Set of tasks
1 – In the car mileage text, repeat the stretch from "# return parameters" through "of almost 87%.".
2 – What does the car mileage text say about the most fuel-efficient cars?

Source text
○ ○ ○

Question 4.7 asks us to describe any trends relating weight, fuel efficiency, and number of cylinders. They also make the distinction between American made cars and imports, another categorical value along with cylinders. Let's make a two-panel plot. First, we'll make a boxplot comparing the distribution of mileage for imports and domestics. In the second panel, we'll combine all four variables.

# make a copy of mtcars 'cause we're going to add a column
cars <- mtcars

# add origin column as a factor to cars data frame
imports <- c(1:3, 8:14, 18:21, 26:28, 30:32)
origin <- rep("domestic", nrow(mtcars))
origin[imports] <- "import"
cars$origin <- factor(origin, levels=c('import', 'domestic'))

# make a vector of colors to color the data points
us.col <- rgb(0,0,255,192, maxColorValue=255)
im.col <- rgb(0,255,0,192, maxColorValue=255)
col <- rep(us.col, nrow(cars))
col[imports] <- im.col

# set up a two panel plot
par(mfrow=c(1,2))
par(mar=c(5,4,5,1)+0.1)

# draw boxplot in first panel
boxplot(mpg ~ origin, data=cars, col=c(im.col, us.col), outpch=19, outcol=c(us.col, im.col), ylab="mpg")
grid(nx=NA, ny=NULL)

# draw scatterplot in second panel
par(mar=c(5,0.5,5,2)+0.1)
plot(mpg~wt, data=cars, col=col, yaxt='n', pch=as.character(cars$cyl), xlab="weight (thousands of lbs)")
grid(nx=NA, ny=NULL)

# fit a line describing mpg as a function of weight
res <- lm(mpg ~ wt, data=cars)
abline(res, col=rgb(255,0,0,64, maxColorValue=255), lty=2)

# return parameters to defaults
par(mar=c(5,4,4,2)+0.1)
par(mfrow=c(1,1))

Domestics fair worse, but why? For one thing, the most fuel efficient cars are all light imports with 4 cylinder engines. Domestic cars are heavier with bigger engines and get worse milage. Other factors are certainly involved, but weight does a pretty good job of explaining fuel consumption, with a correlation of almost 87%.

> cor(cars$wt, cars$mpg)

○ ○ ○

Provided data
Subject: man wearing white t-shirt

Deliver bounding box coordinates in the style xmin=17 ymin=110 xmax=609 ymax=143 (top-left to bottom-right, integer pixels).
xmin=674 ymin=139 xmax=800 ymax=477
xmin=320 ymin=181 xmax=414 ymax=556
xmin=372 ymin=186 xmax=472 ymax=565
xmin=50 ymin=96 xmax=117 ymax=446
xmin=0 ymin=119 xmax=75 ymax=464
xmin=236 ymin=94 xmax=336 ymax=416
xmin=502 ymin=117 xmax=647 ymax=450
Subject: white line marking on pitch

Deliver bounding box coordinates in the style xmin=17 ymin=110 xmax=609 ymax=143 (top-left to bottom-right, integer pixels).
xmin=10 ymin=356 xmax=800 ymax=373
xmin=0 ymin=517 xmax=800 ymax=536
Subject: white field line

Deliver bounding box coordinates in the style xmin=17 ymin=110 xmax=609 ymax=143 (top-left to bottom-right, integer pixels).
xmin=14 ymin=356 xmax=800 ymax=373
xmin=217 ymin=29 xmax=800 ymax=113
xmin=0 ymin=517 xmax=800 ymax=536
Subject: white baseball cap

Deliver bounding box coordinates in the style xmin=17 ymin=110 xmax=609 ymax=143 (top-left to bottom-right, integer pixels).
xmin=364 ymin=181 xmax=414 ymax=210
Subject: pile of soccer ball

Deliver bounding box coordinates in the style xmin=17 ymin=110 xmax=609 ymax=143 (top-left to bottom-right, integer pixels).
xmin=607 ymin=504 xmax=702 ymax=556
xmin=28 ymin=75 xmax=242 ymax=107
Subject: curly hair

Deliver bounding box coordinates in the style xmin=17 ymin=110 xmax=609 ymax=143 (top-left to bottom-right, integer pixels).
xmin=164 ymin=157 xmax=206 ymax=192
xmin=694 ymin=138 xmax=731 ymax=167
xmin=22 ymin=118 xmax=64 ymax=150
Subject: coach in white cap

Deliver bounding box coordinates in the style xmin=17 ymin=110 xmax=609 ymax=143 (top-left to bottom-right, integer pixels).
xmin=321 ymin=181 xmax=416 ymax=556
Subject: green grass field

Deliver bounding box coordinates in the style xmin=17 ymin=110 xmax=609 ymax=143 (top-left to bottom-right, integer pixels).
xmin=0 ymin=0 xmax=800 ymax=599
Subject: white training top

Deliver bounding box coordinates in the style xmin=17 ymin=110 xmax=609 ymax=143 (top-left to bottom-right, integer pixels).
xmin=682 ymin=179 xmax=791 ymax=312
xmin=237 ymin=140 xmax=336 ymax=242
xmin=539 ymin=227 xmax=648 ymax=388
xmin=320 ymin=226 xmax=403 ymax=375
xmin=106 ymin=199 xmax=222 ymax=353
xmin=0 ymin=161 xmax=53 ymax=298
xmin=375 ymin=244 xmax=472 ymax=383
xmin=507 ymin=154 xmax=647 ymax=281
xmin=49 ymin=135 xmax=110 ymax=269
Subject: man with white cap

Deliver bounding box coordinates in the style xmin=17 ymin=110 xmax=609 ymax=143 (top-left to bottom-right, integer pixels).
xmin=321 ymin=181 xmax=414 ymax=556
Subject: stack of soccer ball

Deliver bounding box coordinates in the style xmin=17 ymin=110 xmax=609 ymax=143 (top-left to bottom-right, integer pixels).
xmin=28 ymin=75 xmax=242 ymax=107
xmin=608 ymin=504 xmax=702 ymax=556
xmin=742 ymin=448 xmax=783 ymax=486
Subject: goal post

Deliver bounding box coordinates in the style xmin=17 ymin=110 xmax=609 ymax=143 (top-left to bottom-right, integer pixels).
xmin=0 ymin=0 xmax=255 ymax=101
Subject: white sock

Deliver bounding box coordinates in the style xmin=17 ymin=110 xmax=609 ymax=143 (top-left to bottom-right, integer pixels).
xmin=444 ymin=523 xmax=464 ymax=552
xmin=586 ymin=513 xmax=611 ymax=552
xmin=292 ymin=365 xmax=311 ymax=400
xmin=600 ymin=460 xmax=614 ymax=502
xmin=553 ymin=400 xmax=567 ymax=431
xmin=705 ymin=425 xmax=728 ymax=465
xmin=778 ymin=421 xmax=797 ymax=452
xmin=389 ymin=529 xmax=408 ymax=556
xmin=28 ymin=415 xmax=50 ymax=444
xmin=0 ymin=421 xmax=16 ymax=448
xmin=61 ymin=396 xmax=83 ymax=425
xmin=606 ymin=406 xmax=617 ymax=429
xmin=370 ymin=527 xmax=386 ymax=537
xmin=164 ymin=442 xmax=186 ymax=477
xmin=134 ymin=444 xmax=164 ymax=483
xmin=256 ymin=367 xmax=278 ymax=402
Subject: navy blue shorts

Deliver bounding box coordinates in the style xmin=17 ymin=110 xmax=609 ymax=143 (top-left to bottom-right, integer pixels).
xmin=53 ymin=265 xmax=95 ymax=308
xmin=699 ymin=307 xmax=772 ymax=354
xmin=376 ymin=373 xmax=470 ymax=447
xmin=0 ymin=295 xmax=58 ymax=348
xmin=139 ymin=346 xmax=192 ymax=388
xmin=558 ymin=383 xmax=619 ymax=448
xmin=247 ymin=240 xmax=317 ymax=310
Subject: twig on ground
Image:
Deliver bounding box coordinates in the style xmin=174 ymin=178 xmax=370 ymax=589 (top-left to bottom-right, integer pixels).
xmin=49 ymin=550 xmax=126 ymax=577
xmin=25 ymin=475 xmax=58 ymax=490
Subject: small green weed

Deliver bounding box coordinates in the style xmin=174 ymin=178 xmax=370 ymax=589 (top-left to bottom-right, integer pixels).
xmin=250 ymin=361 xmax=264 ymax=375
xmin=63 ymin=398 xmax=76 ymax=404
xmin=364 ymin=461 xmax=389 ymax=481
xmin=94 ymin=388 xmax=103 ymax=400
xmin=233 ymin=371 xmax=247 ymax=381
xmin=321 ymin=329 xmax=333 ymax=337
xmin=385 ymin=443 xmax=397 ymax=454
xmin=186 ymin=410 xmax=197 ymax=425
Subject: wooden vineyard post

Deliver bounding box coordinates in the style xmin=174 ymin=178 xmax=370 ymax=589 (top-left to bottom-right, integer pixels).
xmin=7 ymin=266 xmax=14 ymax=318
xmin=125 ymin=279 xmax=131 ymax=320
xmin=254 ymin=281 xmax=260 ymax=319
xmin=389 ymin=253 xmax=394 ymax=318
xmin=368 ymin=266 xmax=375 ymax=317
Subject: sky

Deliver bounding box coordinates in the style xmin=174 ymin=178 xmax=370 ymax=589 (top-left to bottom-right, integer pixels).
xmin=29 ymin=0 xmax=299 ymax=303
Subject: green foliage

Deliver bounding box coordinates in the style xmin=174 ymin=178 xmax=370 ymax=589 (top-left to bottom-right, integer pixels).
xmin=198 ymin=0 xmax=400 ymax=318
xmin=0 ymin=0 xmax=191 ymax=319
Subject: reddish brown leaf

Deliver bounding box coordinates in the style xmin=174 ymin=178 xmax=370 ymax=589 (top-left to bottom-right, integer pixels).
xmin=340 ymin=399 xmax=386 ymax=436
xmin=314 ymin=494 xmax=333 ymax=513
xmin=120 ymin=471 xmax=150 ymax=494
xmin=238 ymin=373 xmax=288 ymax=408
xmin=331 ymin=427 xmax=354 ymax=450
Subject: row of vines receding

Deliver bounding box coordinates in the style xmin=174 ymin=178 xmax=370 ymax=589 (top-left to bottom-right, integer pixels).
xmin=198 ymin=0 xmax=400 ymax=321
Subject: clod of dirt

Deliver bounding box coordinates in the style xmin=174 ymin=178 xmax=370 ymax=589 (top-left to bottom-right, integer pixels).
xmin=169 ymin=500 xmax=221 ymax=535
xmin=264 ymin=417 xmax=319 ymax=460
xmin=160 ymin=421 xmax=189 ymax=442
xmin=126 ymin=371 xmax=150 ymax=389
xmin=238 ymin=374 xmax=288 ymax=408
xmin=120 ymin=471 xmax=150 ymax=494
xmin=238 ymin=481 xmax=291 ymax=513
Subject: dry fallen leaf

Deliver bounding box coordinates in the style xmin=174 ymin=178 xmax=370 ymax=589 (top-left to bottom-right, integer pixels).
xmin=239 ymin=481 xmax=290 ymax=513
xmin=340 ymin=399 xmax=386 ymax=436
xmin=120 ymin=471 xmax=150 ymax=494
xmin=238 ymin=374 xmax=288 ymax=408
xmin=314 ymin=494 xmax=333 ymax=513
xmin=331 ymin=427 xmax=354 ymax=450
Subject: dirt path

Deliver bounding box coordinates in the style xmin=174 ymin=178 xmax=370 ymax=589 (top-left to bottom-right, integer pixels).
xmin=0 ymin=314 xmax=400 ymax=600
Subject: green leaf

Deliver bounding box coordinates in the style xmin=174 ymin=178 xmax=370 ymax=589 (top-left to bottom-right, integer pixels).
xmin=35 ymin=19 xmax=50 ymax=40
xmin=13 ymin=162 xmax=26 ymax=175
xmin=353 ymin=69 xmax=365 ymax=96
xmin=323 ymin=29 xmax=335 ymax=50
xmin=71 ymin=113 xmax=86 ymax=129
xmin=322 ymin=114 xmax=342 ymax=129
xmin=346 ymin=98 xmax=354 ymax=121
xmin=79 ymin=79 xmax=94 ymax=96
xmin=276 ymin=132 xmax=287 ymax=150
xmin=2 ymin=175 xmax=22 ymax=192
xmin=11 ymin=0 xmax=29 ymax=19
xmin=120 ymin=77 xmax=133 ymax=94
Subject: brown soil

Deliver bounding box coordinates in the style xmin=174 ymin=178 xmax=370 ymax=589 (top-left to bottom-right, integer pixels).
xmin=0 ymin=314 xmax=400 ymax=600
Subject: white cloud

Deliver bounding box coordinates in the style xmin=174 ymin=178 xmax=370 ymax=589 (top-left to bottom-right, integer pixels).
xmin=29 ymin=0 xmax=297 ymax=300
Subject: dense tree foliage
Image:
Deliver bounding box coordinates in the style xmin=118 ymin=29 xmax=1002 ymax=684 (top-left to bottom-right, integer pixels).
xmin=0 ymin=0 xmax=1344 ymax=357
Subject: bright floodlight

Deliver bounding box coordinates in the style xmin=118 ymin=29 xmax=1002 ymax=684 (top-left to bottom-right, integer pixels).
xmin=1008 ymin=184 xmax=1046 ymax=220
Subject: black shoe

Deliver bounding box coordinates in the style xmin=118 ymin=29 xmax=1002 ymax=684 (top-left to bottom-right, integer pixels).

○ ○ ○

Answers for this exercise
1 –
# return parameters to defaults
par(mar=c(5,4,4,2)+0.1)
par(mfrow=c(1,1))

Domestics fair worse, but why? For one thing, the most fuel efficient cars are all light imports with 4 cylinder engines. Domestic cars are heavier with bigger engines and get worse milage. Other factors are certainly involved, but weight does a pretty good job of explaining fuel consumption, with a correlation of almost 87%.

2 – They are all light imports with 4-cylinder engines.